What the task asks:
Pick out each line below that contains the string "palm", matching upper and lower case exactly, and copy those lines as they appear.

Given records:
----

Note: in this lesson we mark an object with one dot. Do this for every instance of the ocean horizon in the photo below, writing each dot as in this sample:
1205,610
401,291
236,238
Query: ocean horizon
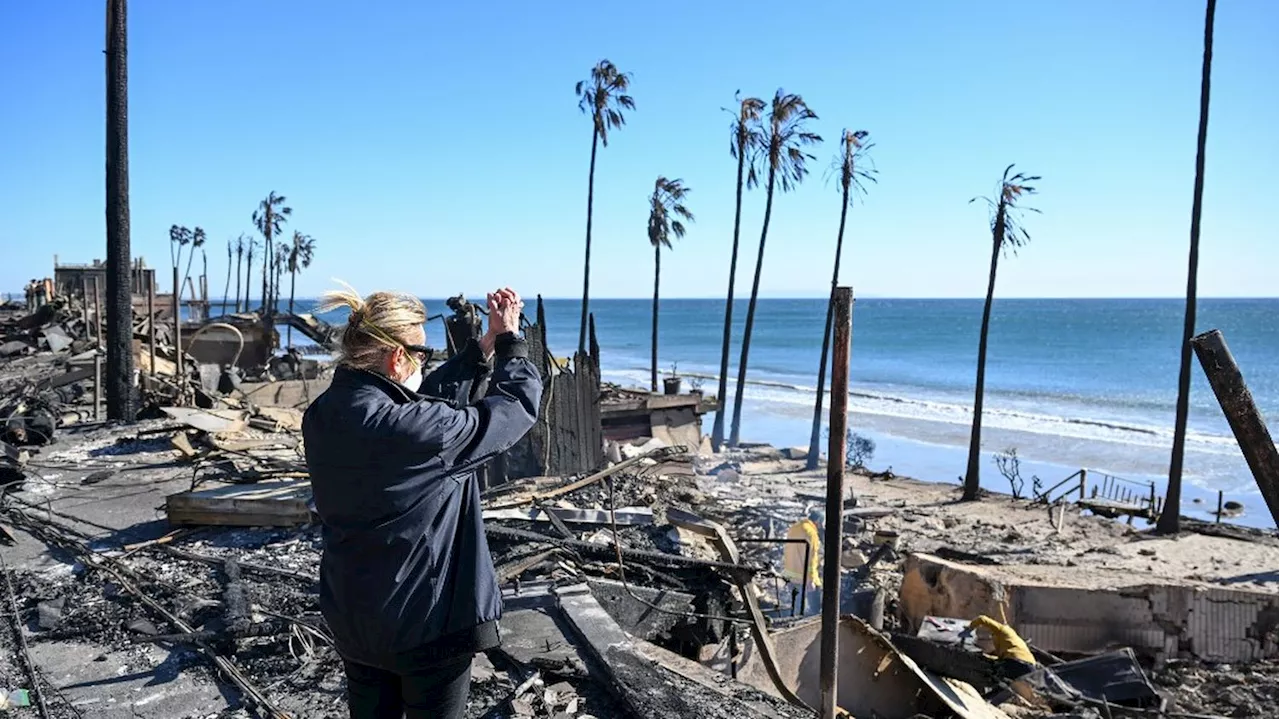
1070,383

----

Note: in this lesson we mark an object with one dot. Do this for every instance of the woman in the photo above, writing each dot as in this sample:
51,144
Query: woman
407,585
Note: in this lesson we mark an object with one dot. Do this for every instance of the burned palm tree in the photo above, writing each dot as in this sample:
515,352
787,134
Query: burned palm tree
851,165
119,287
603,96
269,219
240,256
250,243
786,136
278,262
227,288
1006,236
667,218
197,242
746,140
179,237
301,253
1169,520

----

Correct output:
Note: in this lesson we mark an object with one dot. Do this for every instance of the burned palm tree in the photo above, writing each dot as in this sample:
Query: burned palm tree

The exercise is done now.